**Extracted text:**
☆ ☆ ☆ ☆ ☆ ☆ ☆

Goal Monitoring and Progress Tracking¶

Planning tells the agent what to do. Monitoring tells you whether it actually did it — and whether it wandered off.

Related lesson: Steering Running Agents — this concept features in a hands-on lesson with quizzes.

Long-running coding agents declare tasks complete prematurely, drift from objectives after context compression, and enter doom loops. The root cause: no durable, machine-readable record of what "done" looks like and how far the agent has gotten.

Planning versus monitoring¶

flowchart LR
    subgraph Pre-Execution
        A[Task decomposition] --> B[Feature list / spec]
        B --> C[Environment setup]
    end
    subgraph During Execution
        D[Progress files] --> E[Incremental commits]
        E --> F[Drift detection]
        F --> G[Completion verification]
    end
    C --> D

Planning is pre-execution: decompose the problem, define success criteria, set up the environment. Monitoring is during-execution: track progress, detect drift, and verify completion against the spec.

Core artifacts¶

Progress files¶

A progress file (claude-progress.txt or equivalent) is a plain-text summary written at the end of each session: what was accomplished, what remains, any blockers. The next session reads it to resume without reconstructing state. Without it, agents misinterpret partial progress and either redo work or declare the task complete. (Anthropic: Effective harnesses for long-running agents)

Feature list specs¶

A JSON feature list defines every granular feature as a testable unit, each initially marked failing. As the agent implements features, it marks them passing. The feature list is a goal contract — an objective measure of completeness that stops the agent declaring victory on a hunch. (Anthropic: Effective harnesses for long-running agents)

{
  "features": [
    { "name": "user-login", "status": "passing" },
    { "name": "session-timeout", "status": "failing" },
    { "name": "password-reset", "status": "failing" }
  ]
}

Incremental commits¶

Descriptive git commits act as a secondary progress log (Anthropic: Effective harnesses for long-running agents) — each records what changed, enabling review and rollback via git diff or git revert.

Failure modes¶

Premature completion¶

Without progress files and feature lists, agents see partial progress and declare the job done. The feature list provides an objective counter: if 40 of 200 features are still failing, the agent cannot credibly claim completion.

☆ ☆ ☆ ☆ ☆ ☆ ☆

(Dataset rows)
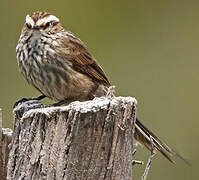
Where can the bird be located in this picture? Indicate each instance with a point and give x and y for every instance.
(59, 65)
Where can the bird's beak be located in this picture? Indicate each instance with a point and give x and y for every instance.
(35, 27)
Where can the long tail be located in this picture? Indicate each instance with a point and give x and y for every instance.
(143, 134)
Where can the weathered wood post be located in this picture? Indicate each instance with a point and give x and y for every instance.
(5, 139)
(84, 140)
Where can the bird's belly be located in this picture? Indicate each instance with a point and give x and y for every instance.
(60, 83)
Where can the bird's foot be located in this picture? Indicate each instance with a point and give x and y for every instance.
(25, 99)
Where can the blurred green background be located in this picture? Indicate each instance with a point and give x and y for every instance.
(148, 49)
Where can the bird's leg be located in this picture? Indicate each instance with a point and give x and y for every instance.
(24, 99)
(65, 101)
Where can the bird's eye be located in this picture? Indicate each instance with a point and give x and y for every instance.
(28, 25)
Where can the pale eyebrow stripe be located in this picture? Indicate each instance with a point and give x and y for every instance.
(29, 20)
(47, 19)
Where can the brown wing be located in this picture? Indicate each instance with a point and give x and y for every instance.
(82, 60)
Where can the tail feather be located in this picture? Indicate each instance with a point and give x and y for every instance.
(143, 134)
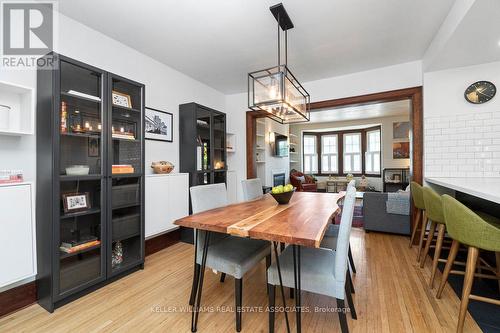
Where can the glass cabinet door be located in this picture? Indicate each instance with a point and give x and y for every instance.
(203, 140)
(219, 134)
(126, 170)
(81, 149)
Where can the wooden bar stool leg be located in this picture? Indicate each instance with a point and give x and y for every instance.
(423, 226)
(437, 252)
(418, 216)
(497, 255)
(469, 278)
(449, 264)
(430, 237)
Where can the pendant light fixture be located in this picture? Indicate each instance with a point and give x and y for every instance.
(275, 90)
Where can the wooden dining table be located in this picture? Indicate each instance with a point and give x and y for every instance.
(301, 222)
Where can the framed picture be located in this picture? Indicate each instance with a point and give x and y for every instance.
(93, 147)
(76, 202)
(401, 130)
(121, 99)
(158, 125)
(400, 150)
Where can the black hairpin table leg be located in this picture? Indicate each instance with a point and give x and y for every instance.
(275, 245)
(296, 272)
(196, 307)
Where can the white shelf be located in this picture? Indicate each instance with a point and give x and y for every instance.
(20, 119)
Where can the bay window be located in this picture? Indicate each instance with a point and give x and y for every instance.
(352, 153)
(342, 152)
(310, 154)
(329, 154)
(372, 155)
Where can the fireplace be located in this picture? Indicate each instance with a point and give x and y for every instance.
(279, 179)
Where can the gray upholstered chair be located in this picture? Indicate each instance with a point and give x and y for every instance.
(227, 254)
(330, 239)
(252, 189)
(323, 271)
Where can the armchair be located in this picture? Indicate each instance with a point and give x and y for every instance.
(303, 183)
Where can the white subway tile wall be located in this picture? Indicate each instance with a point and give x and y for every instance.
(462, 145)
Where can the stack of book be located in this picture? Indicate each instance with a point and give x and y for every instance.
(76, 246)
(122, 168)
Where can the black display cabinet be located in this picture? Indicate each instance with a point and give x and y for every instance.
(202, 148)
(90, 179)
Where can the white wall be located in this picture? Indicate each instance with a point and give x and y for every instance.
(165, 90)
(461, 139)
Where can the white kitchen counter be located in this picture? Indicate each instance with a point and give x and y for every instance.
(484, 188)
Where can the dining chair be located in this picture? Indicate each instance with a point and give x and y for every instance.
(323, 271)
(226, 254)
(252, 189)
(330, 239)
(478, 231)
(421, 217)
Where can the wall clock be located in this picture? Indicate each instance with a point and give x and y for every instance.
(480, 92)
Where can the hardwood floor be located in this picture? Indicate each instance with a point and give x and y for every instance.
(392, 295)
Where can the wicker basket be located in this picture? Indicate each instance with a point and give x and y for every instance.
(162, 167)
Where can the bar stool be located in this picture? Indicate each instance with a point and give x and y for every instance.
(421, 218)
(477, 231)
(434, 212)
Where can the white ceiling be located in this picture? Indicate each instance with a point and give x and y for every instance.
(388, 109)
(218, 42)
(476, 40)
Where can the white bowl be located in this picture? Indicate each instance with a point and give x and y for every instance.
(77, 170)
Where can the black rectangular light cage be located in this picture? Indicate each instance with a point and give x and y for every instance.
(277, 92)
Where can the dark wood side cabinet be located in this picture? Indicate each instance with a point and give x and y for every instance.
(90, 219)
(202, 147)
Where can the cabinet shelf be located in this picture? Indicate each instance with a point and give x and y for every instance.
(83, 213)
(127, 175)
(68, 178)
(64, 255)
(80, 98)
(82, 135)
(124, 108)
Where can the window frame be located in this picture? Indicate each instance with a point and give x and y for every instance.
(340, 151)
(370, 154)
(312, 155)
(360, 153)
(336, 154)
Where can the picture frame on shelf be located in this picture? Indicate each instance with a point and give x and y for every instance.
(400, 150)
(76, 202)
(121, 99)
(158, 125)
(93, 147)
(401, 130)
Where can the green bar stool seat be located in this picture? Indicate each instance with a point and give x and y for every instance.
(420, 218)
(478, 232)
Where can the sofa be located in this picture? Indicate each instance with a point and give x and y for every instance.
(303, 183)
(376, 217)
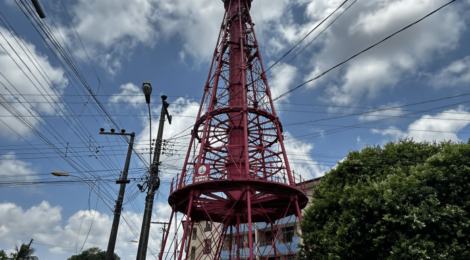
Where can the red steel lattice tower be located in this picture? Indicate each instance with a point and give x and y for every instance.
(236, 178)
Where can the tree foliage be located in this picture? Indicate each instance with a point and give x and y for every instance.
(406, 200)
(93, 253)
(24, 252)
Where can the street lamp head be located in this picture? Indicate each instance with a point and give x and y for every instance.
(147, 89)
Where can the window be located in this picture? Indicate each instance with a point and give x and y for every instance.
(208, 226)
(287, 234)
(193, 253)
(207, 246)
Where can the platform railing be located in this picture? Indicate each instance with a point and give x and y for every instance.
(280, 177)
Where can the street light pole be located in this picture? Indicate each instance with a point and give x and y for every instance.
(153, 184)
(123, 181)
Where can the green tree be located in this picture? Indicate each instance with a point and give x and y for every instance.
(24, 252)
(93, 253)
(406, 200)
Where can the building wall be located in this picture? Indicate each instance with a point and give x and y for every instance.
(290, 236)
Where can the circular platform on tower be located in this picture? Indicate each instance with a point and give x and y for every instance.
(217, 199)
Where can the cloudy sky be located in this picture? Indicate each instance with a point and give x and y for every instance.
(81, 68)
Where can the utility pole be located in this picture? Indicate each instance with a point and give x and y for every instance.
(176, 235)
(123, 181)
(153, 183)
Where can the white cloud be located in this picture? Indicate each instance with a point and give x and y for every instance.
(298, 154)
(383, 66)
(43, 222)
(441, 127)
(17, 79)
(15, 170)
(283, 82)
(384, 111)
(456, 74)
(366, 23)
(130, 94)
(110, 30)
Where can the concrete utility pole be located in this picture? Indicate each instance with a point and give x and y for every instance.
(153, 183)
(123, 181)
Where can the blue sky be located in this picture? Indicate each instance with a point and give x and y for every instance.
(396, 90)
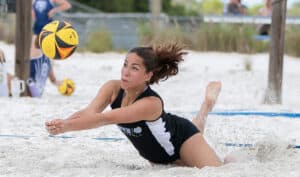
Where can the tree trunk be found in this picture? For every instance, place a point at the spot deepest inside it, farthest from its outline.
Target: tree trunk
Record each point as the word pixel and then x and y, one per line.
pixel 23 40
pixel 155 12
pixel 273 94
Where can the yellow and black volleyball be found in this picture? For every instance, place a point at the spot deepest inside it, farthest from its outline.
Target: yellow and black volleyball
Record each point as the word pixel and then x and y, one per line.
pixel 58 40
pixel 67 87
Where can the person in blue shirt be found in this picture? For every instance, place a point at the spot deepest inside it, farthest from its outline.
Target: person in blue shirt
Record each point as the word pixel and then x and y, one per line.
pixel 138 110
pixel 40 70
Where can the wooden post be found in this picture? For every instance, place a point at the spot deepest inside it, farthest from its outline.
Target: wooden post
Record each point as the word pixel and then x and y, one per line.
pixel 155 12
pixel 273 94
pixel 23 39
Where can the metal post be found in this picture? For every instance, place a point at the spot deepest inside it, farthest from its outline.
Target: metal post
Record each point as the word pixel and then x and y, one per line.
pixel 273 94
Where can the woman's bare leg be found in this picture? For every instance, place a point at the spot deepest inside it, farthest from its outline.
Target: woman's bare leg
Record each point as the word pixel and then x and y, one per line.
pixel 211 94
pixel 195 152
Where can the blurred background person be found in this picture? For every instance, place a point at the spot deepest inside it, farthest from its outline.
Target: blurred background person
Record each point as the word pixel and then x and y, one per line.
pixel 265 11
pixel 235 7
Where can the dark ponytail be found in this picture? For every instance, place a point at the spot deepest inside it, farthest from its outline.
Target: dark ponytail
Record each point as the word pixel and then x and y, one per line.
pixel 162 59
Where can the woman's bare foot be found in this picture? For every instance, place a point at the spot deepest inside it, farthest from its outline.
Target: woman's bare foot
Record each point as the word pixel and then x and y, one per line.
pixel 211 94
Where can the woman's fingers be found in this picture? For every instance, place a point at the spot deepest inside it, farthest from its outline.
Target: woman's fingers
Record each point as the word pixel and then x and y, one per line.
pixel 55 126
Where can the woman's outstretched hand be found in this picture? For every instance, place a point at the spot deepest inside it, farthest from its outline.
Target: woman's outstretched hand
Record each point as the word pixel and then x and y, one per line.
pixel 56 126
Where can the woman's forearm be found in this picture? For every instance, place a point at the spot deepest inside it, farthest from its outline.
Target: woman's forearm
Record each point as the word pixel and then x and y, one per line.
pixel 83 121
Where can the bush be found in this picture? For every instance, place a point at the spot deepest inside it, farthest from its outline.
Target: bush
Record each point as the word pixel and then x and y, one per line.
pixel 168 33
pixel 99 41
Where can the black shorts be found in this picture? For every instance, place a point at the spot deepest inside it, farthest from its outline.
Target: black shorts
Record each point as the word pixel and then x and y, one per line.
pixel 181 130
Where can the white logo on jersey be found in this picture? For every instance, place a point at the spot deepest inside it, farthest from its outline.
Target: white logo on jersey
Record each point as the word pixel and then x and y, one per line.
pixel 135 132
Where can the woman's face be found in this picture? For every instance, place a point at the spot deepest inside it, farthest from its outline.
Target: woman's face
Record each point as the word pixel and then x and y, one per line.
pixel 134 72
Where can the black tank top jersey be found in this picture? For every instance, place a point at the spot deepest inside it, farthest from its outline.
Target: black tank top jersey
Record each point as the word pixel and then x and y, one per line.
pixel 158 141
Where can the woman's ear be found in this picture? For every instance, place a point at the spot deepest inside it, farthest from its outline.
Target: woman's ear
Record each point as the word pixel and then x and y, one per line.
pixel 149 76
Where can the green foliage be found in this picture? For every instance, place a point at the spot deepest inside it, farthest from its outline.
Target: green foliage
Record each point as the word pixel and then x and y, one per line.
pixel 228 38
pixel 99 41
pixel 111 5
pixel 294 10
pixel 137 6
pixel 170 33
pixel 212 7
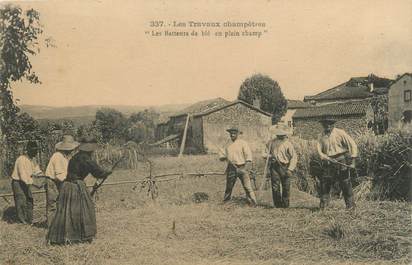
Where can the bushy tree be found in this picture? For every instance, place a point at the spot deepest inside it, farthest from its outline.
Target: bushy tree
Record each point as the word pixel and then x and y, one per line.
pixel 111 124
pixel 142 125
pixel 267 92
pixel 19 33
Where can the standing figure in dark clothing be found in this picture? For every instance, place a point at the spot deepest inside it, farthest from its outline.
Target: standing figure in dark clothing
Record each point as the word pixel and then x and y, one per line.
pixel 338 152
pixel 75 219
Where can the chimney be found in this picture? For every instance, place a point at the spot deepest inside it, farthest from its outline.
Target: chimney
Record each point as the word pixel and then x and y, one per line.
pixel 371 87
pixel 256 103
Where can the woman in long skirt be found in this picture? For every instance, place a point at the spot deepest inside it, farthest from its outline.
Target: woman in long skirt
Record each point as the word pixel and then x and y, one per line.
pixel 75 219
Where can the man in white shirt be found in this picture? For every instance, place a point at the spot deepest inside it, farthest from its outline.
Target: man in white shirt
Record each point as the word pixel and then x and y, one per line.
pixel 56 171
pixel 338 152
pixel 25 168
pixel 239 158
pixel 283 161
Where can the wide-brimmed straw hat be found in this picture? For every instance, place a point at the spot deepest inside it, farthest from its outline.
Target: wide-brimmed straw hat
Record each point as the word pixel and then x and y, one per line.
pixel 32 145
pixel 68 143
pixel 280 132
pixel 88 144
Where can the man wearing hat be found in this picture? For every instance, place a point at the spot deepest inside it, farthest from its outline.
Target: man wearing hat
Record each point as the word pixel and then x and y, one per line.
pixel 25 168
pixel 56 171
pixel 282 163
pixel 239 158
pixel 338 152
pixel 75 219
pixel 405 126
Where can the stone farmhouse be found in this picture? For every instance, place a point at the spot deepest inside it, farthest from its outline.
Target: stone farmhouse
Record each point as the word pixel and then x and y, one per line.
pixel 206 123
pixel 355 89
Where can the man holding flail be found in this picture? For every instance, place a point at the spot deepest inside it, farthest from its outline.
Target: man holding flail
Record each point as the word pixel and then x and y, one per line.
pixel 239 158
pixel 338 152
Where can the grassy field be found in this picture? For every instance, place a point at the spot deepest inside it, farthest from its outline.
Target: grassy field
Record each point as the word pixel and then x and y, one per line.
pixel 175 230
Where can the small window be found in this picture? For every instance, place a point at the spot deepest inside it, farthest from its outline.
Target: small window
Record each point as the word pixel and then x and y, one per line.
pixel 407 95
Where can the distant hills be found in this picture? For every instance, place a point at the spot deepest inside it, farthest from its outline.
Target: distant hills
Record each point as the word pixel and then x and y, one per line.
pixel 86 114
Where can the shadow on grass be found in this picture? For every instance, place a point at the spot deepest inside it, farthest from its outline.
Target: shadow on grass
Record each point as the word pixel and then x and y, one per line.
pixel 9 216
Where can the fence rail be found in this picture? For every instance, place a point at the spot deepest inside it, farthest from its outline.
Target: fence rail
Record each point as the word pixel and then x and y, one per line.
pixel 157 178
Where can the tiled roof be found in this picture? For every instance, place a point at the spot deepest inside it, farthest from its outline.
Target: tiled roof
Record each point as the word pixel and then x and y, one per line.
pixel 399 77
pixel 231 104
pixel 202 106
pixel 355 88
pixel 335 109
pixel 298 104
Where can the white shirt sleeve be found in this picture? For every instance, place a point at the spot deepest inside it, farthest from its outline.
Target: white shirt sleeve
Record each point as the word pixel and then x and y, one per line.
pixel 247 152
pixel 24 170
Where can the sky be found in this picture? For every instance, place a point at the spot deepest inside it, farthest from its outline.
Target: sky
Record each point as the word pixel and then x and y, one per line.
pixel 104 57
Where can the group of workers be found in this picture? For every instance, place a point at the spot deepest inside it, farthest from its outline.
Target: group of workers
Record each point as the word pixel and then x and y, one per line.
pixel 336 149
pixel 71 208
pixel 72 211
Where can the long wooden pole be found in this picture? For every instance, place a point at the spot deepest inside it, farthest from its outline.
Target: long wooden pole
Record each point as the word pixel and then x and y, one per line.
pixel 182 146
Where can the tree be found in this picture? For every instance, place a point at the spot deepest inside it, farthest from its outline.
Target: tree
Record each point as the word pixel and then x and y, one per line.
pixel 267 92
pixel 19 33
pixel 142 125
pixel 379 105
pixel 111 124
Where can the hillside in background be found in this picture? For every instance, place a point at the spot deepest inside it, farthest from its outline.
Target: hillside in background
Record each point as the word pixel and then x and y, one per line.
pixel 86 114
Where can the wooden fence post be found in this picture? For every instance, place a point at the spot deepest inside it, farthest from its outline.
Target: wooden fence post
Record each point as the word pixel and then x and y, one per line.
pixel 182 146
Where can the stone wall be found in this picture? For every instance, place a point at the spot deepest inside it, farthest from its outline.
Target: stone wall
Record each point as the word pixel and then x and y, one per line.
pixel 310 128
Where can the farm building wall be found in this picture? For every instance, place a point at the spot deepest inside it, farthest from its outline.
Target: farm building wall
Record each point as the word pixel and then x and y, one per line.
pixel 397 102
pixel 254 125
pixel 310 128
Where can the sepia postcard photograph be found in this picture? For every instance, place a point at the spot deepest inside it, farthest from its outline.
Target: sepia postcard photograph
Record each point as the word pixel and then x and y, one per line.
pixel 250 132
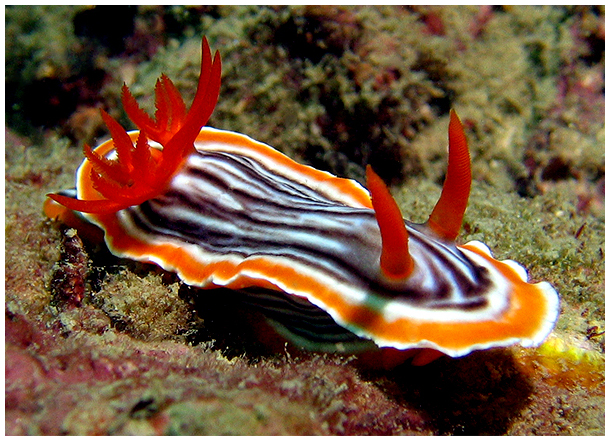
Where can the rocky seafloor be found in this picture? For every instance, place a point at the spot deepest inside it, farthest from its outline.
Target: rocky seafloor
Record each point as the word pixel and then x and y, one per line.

☆ ☆ ☆ ☆ ☆ ☆ ☆

**Problems and tasks:**
1) Copy the goal monitoring page word for word, everything from "A progress file" down to "hunch. (Anthropic: Effective harnesses for long-running agents)".
2) List every feature name in the JSON example on the goal monitoring page.
You won't need the rows for any of this.

**Exercise responses:**
1)
A progress file (claude-progress.txt or equivalent) is a plain-text summary written at the end of each session: what was accomplished, what remains, any blockers. The next session reads it to resume without reconstructing state. Without it, agents misinterpret partial progress and either redo work or declare the task complete. (Anthropic: Effective harnesses for long-running agents)

Feature list specs¶

A JSON feature list defines every granular feature as a testable unit, each initially marked failing. As the agent implements features, it marks them passing. The feature list is a goal contract — an objective measure of completeness that stops the agent declaring victory on a hunch. (Anthropic: Effective harnesses for long-running agents)

2) user-login, session-timeout, password-reset